REQUIRED WORK
Pull every line of the data below into your answer word for word, leaving out the pictures.

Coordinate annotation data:
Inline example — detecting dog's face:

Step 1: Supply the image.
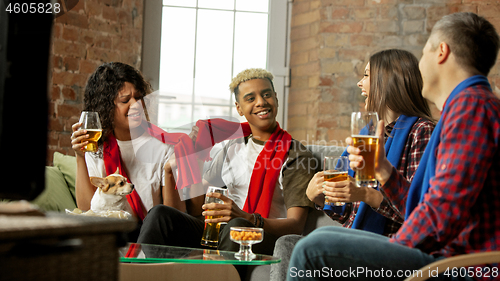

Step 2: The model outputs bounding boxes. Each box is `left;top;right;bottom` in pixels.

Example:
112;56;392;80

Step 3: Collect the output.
90;169;134;195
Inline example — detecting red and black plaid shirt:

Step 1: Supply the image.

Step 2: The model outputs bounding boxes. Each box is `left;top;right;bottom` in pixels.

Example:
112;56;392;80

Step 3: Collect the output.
325;118;435;236
382;86;500;262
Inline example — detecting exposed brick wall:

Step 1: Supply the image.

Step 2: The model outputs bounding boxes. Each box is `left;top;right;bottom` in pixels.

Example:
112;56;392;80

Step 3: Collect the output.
288;0;500;145
47;0;144;164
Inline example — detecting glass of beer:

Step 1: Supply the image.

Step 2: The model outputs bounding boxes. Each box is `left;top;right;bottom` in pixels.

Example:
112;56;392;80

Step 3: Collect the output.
79;111;102;152
323;156;349;206
201;186;227;248
351;112;378;188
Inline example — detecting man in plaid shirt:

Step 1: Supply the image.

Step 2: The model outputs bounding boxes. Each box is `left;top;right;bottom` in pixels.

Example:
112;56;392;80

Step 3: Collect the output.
288;13;500;280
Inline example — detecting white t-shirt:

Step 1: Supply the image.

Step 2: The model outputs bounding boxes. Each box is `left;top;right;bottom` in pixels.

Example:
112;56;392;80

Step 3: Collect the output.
85;132;174;211
221;137;286;219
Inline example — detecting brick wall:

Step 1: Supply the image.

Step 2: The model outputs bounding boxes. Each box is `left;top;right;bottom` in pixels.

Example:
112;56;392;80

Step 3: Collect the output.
288;0;500;145
47;0;144;164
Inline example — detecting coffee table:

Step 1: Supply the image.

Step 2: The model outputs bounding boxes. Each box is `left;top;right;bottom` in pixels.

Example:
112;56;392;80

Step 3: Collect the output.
119;243;281;281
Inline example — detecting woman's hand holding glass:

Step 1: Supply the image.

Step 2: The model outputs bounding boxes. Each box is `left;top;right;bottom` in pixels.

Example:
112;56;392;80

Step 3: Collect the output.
323;176;367;203
346;120;393;185
71;122;89;157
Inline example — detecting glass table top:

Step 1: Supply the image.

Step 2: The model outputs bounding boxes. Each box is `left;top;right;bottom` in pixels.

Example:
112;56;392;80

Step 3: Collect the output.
119;243;281;265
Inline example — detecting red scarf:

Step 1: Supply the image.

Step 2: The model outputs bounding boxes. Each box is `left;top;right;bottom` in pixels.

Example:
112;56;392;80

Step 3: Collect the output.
103;123;195;221
196;119;292;218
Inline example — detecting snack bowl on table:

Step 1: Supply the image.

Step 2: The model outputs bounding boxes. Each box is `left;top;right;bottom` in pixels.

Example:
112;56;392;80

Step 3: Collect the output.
229;227;264;260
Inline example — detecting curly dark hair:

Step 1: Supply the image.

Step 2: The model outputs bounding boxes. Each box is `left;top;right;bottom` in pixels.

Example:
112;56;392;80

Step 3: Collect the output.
83;62;153;152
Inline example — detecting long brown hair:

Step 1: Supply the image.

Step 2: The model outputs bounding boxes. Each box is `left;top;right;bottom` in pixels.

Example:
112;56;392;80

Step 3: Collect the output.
367;49;434;124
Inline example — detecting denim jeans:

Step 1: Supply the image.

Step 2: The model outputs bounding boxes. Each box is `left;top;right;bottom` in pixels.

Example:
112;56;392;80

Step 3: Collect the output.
287;226;469;281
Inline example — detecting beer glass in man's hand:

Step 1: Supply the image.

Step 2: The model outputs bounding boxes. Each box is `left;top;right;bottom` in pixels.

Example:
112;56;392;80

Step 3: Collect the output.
351;112;378;187
78;111;102;152
201;186;227;248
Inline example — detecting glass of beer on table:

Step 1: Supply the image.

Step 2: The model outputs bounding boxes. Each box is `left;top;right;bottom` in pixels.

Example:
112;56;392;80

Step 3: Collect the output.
201;186;227;248
351;112;378;188
78;111;102;152
323;156;349;206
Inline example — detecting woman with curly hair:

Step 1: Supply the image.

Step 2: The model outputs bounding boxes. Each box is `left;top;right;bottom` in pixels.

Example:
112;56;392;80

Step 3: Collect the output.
71;62;185;230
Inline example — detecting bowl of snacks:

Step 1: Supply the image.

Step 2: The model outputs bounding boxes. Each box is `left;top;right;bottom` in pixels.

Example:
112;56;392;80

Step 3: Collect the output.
229;227;264;260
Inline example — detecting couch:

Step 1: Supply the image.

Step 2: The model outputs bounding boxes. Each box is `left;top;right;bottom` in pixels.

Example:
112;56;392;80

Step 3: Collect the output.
37;145;344;281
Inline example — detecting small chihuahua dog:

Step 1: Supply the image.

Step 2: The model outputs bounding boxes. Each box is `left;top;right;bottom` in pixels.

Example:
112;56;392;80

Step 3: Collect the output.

WRITTEN RESPONSE
Inline example — detecting dog's face:

Step 1: Supply the image.

Step 2: The model outputs bounding boxes. Each box is `left;top;right;bottom` in pixels.

Example:
112;56;392;80

Step 3: Collect the output.
90;169;134;195
Inline example — detecting red and black plaid shirt:

Step 1: Supply the image.

Step 2: The model outputs bounding boxes. Each box is `left;top;right;bottom` in pixels.

Example:
112;56;392;80

Step 3: Collect the output.
325;118;435;236
382;86;500;262
Inline example — detecting exposed brick wall:

Step 1: Supply the image.

Step 2: The model outputs bounding boxes. Each box is `left;top;right;bottom` in pixels.

Example:
112;56;392;80

Step 3: Collect the output.
288;0;500;145
47;0;144;164
Inline example — detecting glass of beer:

Step 1: Supply the image.

Step 2: The model outputs bounding boxes. Each box is `left;top;right;bottom` in pixels.

Example:
112;56;392;80

Step 3: Collect the output.
79;111;102;152
323;156;349;206
201;186;227;248
351;112;378;188
Inline example — detecting man in plaid shirt:

Step 1: Supply the image.

Step 2: The model outputs bounding boxes. Each box is `left;top;right;bottom` in pixels.

Example:
112;56;392;80

Step 3: Collect the output.
288;13;500;280
Inline example — detecting white t-shirt:

Step 1: Supply the image.

Step 2: The model outputs bounding boxes. Each box is `left;top;right;bottom` in pixels.

Example:
112;56;392;80

Step 3: Collect the output.
85;132;174;211
221;137;286;219
Inline example — detecting brick wall:

Step 1: Supply the image.

Step 2: The model outputs bounding boxes. Each box is `left;top;right;bottom` in pixels.

Example:
112;56;392;80

Step 3: Collect the output.
288;0;500;145
47;0;144;164
Inline example — detecting coffee table:

Step 1: Supply the image.

Step 2: The model outputs bounding boxes. Each box is `left;top;right;bottom` in pixels.

Example:
112;56;392;80

Step 3: Collect the output.
119;243;281;281
Inline example — detecting woman's hand holding glass:

Step 1: Supply the image.

Step 2: The model outputs bounding boxes. Each box is `left;top;right;bottom` in pixels.

Example:
112;56;392;80

Step 3: Collect the output.
323;176;367;203
346;120;393;185
71;122;89;157
Inline example — detecting glass table top:

Step 1: Supply the image.

Step 2: The model outputs bounding boxes. Each box is `left;top;right;bottom` in pixels.

Example:
112;56;392;80

Step 3: Collect the output.
119;243;281;265
Inline example — detecting red scarf:

Step 1: Supply the image.

Step 2: The model outputs bounding boxes. Each box is `left;top;right;bottom` in pixels.

Example:
112;56;392;80

Step 3: Collect the output.
103;123;195;221
196;119;292;218
Inline example — detecting snack bowl on table:

Step 1: Supply the image.

Step 2: The model outputs bounding boxes. Each box is `left;top;right;bottom` in pixels.

Example:
112;56;392;80

Step 3: Collect the output.
229;227;264;260
Inline example — detecting curly dark hair:

Step 1: Supply the image.

Step 2: The model outputs bounding boxes. Each box is `left;top;right;bottom` in pixels.

Example:
112;56;392;80

Step 3: Collect the output.
83;62;153;152
Inline example — detecting long brown hair:

Step 1: Supply the image.

Step 2: The model outputs bounding boxes. Each box is `left;top;right;bottom` in pixels.

Example:
112;56;392;80

Step 3: Collect the output.
367;49;434;124
Inline example — detecting denim jeans:

Step 1: Supply the image.

Step 2: The model outputs bounding boxes. Each box is `left;top;right;bottom` in pixels.

Example:
112;56;392;80

Step 3: Collect the output.
287;226;469;281
Inline example — detecting beer glass in man's hand:

Step 1: Supply the image.

Step 2: The model outputs bounding boxes. Each box is `left;top;right;bottom` in pixels.

Example:
112;56;392;80

Step 3: Collect the output.
351;112;378;187
78;111;102;152
201;186;227;248
Inline example — detecting glass of beer on table:

Step 1: Supply the image.

Step 2: The model outputs bounding boxes. Each box is `left;top;right;bottom` in pixels.

Example:
112;56;392;80

Step 3: Collect the output.
201;186;227;248
351;112;378;188
78;111;102;152
323;156;349;206
Inline example — detecting woman with curly hair:

Step 1: Supply the image.

Step 2: The model outputs bounding boxes. Each box is `left;top;right;bottom` in pixels.

Example:
112;56;392;80

Step 3: Collect the output.
71;62;185;230
Inline example — detecting bowl of snacks:

Step 1: Supply the image.

Step 2: The model outputs bounding boxes. Each box is `left;top;right;bottom` in pixels.

Example:
112;56;392;80

Step 3: Collect the output.
229;227;264;260
Inline example — detecting couch:

Step 1: Supply the image.

Step 2: The model outputs bounding boxes. Each box is `left;top;right;bottom` in pixels.

Example:
112;56;392;80

Step 3: Collect the output.
37;145;344;281
Inline example — detecting small chihuahua dog:

Step 1: Supply the image.

Step 2: The model outputs bounding boxes. Each box is `left;top;right;bottom` in pixels.

Example:
112;56;392;80

Step 3: Collect the output.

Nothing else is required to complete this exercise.